(Stored items)
# # # # #
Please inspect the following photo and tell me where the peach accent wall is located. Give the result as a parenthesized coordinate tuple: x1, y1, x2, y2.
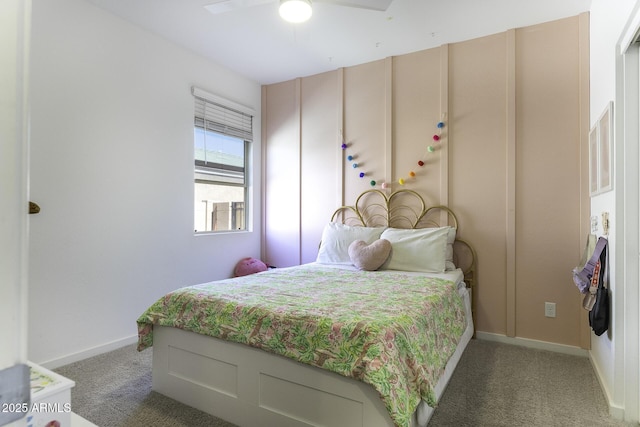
(263, 80, 301, 266)
(343, 60, 388, 202)
(300, 72, 340, 263)
(448, 31, 510, 337)
(263, 14, 590, 347)
(393, 48, 444, 204)
(514, 17, 590, 346)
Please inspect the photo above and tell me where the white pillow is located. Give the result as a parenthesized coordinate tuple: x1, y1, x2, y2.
(445, 227, 457, 270)
(316, 223, 386, 265)
(380, 227, 450, 273)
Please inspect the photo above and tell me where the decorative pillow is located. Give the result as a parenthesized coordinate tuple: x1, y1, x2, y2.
(316, 223, 385, 265)
(348, 239, 392, 271)
(234, 257, 268, 277)
(380, 227, 449, 273)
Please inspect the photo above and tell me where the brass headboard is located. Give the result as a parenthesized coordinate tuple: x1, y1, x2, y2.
(331, 189, 477, 326)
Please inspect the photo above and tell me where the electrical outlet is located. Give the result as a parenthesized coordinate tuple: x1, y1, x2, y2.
(545, 302, 556, 318)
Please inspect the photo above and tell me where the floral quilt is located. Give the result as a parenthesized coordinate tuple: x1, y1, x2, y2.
(137, 264, 467, 427)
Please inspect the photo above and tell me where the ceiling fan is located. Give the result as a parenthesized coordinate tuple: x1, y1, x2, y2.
(205, 0, 394, 23)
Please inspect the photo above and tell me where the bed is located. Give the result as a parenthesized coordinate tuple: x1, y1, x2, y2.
(137, 189, 476, 427)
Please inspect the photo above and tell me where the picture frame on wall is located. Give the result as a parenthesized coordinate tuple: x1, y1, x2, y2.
(589, 101, 613, 196)
(589, 126, 598, 195)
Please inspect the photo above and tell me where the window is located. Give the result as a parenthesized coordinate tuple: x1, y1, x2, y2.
(193, 87, 253, 233)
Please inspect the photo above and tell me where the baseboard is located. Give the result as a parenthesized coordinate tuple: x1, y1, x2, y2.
(588, 352, 626, 421)
(608, 403, 626, 421)
(38, 334, 138, 369)
(475, 331, 589, 357)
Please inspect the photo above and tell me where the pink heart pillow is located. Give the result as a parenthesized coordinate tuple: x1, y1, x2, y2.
(348, 239, 392, 271)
# # # # #
WHAT NEEDS TO BE DONE: What is needed is an exact retyping of every line from the one containing "Please inspect the photo above and tell me where the pink" through the final line of the entries, and only those lines.

TASK OUTPUT:
Please inspect the photo above and tell me where the pink heart pillow is located. Give the result as a parenthesized coordinate tuple: x1, y1, x2, y2.
(348, 239, 392, 271)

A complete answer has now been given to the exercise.